Dataset entries
===
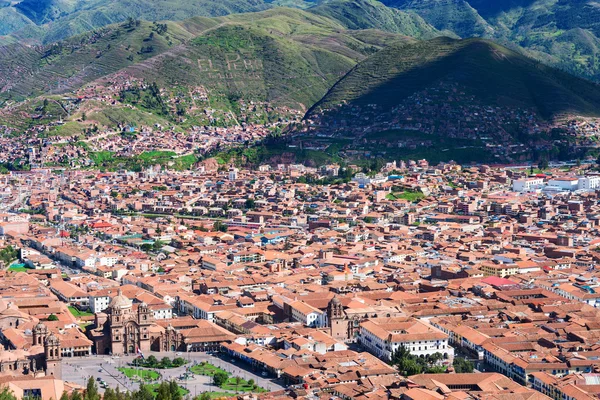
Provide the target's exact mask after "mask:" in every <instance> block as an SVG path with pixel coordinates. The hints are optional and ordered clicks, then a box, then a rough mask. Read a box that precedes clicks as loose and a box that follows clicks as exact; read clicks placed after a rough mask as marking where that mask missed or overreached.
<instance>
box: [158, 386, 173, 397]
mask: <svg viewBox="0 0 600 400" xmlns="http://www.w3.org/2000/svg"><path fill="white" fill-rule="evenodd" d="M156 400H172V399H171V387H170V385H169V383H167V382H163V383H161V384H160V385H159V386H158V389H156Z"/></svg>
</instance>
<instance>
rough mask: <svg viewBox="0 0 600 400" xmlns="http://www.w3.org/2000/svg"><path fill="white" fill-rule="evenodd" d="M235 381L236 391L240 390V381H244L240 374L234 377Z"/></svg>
===
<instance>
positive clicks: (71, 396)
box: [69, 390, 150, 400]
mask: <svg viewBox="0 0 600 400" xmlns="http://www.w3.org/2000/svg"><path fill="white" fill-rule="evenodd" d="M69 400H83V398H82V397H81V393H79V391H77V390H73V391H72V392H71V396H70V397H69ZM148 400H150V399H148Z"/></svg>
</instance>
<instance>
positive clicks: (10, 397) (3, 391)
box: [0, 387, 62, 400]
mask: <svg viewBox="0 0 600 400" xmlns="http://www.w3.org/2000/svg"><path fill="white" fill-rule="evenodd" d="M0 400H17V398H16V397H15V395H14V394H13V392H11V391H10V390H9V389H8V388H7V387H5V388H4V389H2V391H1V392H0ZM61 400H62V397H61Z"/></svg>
===
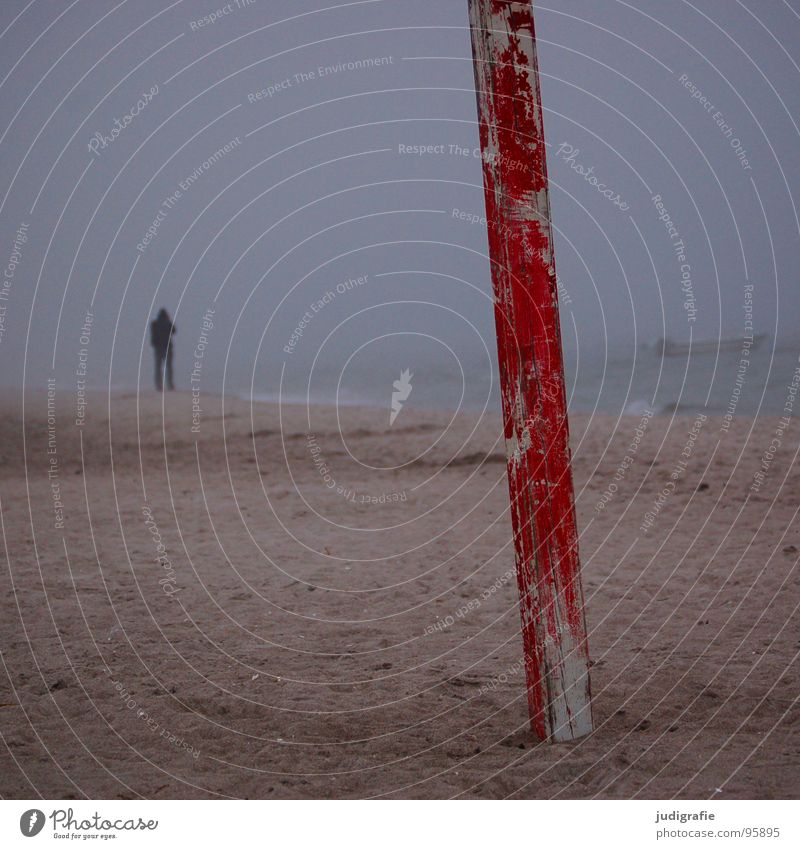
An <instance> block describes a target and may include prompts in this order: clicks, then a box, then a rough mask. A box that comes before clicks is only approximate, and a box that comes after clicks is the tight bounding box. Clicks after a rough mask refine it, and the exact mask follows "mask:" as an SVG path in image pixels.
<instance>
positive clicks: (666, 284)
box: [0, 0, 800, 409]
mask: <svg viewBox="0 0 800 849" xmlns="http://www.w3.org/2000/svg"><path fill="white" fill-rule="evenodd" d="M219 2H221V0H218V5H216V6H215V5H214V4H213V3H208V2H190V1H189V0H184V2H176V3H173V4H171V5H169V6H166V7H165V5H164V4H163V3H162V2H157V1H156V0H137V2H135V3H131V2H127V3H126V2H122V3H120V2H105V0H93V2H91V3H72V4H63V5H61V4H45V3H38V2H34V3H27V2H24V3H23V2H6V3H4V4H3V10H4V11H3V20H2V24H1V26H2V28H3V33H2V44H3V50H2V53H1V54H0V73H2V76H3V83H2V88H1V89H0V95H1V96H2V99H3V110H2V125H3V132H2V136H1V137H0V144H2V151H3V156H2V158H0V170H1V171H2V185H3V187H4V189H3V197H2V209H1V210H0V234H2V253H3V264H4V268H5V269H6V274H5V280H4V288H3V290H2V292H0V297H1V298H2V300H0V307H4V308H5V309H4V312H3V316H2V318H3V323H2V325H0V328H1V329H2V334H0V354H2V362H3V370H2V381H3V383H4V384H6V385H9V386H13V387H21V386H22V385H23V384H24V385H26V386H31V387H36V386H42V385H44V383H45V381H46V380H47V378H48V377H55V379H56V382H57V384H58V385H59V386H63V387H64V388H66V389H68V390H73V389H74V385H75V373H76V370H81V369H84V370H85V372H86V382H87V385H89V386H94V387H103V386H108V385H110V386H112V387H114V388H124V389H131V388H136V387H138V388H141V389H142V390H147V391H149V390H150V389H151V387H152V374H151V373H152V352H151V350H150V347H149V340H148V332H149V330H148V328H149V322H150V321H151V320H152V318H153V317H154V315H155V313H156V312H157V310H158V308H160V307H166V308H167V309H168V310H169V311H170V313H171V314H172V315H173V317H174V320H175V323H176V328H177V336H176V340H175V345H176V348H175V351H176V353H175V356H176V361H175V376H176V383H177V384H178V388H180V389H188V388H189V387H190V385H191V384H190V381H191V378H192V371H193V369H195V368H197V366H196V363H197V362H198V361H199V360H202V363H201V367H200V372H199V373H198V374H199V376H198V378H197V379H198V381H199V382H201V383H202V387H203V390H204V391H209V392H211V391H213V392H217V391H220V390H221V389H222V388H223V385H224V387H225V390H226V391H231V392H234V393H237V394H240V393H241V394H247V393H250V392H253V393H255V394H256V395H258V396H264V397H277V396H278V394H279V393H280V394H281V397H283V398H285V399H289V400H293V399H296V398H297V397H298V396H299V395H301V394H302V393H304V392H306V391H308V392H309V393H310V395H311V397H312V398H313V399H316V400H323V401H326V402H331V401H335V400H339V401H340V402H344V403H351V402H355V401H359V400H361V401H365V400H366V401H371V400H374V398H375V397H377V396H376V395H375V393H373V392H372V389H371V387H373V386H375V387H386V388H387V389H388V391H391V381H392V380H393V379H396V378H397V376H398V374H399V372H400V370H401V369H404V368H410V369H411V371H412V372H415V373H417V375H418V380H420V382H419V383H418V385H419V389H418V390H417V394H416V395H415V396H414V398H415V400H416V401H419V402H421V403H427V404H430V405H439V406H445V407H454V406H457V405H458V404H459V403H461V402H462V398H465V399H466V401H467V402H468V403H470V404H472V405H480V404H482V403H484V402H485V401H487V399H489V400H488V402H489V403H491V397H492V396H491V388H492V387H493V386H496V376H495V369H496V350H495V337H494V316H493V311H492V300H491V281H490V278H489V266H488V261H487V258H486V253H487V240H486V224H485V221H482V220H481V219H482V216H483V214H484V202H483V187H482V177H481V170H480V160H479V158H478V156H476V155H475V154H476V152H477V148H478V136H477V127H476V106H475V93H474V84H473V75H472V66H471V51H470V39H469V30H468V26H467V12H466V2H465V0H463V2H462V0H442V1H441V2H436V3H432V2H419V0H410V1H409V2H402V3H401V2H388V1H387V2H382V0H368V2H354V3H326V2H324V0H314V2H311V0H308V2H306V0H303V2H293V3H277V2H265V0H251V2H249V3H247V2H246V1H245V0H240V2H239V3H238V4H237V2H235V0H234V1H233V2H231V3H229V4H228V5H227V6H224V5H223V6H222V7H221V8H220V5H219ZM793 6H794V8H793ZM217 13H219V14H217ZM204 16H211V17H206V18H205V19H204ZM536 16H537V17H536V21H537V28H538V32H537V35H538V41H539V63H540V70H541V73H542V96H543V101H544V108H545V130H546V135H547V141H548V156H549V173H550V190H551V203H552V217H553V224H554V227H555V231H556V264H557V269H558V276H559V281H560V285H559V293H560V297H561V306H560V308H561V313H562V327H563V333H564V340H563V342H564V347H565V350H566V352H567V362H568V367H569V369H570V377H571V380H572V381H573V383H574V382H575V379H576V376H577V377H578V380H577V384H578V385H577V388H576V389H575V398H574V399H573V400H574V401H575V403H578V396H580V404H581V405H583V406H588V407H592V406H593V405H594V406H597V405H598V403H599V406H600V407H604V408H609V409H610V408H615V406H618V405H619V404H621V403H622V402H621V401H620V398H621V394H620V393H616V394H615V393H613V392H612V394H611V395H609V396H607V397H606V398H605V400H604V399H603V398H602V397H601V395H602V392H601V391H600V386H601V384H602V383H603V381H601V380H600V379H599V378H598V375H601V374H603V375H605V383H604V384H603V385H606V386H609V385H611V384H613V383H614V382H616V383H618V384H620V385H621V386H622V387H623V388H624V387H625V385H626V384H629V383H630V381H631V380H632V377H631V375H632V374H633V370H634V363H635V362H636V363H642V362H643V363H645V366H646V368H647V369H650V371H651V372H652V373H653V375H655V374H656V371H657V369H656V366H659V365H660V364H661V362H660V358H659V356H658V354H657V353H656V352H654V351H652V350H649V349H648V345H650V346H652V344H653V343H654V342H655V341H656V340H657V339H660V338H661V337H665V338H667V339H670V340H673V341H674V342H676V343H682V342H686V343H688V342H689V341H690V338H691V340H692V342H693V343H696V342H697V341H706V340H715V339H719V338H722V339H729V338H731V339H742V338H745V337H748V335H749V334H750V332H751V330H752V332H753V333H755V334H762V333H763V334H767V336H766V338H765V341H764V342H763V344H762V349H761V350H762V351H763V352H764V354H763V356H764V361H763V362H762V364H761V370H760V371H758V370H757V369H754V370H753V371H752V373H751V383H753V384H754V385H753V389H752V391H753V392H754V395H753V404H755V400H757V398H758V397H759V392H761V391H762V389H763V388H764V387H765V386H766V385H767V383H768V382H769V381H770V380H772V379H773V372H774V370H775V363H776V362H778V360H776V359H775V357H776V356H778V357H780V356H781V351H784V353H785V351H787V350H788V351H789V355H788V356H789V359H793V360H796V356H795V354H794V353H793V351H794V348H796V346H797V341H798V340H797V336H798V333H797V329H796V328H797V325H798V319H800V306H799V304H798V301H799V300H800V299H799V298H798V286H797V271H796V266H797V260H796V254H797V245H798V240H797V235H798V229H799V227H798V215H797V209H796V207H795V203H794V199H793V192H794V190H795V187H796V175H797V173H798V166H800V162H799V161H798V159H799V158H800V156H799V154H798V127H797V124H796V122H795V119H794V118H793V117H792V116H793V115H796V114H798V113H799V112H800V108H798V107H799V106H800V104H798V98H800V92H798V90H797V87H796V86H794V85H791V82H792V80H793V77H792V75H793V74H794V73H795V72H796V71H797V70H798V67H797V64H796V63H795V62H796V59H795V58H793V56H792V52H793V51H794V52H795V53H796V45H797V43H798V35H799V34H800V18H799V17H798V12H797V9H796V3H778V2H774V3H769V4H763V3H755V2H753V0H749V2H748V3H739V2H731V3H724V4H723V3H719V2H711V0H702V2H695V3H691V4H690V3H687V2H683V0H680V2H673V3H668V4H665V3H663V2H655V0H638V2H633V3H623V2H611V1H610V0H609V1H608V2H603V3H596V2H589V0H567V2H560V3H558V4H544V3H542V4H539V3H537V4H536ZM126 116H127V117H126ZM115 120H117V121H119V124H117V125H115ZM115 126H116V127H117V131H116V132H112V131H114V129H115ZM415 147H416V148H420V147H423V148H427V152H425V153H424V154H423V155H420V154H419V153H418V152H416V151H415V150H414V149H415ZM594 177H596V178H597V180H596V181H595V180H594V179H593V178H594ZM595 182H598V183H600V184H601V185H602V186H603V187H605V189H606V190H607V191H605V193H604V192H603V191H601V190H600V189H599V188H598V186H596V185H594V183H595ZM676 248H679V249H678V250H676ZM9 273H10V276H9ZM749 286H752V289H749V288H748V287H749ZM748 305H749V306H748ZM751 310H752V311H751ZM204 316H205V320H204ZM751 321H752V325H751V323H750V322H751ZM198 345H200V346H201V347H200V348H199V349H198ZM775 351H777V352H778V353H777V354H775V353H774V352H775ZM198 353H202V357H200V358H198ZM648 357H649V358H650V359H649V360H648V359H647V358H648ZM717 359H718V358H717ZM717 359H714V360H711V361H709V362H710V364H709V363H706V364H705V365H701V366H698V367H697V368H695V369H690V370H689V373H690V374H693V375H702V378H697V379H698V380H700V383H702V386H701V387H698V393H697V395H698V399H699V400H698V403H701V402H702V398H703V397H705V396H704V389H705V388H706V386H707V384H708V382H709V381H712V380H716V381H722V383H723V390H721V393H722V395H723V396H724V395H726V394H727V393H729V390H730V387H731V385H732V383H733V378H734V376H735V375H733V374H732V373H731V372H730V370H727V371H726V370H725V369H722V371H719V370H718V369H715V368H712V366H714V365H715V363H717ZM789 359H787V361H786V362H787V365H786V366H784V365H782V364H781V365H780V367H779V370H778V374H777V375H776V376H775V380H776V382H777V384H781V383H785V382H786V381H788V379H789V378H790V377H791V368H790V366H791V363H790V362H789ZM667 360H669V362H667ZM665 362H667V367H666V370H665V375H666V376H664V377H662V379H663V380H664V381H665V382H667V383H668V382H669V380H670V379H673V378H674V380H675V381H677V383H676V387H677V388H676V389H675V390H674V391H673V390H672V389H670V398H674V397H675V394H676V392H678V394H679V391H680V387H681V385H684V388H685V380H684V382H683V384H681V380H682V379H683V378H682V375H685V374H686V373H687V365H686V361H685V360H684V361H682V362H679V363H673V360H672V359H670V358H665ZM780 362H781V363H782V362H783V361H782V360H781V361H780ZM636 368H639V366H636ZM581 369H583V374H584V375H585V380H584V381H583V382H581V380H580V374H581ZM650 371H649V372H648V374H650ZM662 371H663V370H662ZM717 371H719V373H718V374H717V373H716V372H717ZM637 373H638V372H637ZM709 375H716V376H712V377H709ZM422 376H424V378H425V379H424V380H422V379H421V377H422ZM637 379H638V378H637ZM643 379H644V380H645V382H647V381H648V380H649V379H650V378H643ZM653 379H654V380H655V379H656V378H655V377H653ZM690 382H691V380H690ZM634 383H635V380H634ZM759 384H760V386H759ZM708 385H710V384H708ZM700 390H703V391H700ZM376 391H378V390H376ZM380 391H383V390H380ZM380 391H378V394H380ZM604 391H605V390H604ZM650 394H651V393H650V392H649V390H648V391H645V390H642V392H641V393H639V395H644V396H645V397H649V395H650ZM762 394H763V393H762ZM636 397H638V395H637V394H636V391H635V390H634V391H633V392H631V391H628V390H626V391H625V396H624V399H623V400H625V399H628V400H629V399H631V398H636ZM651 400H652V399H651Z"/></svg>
===
TRY IT:
Could you copy every line from the records that has "after" in it?

ANSWER SECTION:
Provide the target's exact mask after "mask:" in every <instance> block as an SVG path with pixel coordinates. The hints are optional and ordered clicks, then a box, then a rough mask. Read a box that precedes clicks as loose and a box that follows clicks as exact; read clicks placed after a rough mask as marking where that mask missed or overreached.
An <instance> block describes a target and may include prompts in this order: clicks, then a box, then a rough mask. A box that comes before clicks is only approximate, and a box that comes after clicks is the tight bounding box. Clicks after a rough mask refine it, and the exact mask follows "mask:" as an SVG path in image pixels.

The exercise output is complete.